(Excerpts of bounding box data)
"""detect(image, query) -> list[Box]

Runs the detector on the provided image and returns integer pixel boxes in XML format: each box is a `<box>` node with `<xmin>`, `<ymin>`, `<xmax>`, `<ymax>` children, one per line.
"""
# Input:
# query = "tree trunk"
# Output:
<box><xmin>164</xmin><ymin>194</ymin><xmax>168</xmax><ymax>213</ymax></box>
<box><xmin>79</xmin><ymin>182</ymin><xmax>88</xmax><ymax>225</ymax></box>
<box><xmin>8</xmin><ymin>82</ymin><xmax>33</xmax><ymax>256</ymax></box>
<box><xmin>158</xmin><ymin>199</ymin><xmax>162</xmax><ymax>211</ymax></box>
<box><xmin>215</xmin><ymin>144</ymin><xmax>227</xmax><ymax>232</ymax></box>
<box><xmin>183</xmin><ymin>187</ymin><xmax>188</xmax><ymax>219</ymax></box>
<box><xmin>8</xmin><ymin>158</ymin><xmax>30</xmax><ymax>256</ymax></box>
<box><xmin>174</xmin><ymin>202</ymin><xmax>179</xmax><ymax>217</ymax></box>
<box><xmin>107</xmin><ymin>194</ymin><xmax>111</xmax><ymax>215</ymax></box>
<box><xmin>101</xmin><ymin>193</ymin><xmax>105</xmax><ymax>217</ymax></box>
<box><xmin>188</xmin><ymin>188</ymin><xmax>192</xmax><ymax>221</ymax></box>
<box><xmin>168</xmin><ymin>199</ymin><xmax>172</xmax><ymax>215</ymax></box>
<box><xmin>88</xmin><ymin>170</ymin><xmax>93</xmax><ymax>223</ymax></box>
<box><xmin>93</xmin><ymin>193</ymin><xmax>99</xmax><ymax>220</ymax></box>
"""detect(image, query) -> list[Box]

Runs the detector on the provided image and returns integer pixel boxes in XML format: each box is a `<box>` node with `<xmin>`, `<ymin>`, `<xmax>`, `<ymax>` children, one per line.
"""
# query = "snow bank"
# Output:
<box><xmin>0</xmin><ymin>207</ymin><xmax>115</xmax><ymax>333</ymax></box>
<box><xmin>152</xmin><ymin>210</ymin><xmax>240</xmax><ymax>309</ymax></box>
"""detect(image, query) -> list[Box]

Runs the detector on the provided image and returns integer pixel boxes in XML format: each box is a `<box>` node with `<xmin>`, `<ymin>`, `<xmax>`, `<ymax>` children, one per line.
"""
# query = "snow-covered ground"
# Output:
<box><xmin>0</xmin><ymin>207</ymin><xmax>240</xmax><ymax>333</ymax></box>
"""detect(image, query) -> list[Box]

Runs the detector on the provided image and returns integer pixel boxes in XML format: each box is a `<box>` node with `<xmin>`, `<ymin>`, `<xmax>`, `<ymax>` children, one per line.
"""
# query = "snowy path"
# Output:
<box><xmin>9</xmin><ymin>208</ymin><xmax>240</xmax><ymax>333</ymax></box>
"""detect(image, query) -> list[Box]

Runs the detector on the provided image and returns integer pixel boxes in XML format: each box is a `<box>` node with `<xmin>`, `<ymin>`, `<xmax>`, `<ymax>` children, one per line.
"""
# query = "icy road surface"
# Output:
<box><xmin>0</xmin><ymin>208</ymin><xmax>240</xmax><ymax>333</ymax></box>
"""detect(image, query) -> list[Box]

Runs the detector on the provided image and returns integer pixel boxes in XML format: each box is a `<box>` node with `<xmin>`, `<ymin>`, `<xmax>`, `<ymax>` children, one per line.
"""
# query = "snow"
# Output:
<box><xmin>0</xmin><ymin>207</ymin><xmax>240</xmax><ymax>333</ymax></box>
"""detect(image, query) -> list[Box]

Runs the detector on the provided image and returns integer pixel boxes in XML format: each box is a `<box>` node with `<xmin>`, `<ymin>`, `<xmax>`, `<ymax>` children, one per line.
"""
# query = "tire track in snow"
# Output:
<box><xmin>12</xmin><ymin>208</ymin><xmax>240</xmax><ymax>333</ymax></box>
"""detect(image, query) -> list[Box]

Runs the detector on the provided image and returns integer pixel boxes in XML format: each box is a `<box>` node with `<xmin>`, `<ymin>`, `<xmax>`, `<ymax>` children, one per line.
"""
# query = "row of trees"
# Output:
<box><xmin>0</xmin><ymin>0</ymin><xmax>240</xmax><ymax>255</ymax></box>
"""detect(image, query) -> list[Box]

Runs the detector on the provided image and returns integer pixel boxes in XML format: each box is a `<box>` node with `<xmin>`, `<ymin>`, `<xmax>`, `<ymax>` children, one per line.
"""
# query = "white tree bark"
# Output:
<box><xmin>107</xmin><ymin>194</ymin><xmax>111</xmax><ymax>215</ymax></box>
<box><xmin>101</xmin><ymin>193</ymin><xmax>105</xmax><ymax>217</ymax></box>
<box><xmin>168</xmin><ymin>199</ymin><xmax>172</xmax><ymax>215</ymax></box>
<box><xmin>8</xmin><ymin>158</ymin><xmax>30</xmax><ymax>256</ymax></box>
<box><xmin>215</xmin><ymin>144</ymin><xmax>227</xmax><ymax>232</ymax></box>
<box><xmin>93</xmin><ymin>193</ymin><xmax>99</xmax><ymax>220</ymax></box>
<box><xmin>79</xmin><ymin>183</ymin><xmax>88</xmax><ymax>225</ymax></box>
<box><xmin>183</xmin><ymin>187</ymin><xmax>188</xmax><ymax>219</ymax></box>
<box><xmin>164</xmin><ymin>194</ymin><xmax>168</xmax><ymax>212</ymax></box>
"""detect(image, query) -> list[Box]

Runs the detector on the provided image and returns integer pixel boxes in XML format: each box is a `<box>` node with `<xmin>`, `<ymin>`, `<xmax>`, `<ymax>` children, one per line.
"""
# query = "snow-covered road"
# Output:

◆ Given task
List every line of the records that contains the string "road". Case counts.

◆ Solution below
# query = "icy road surface"
# query = "snow-covered road"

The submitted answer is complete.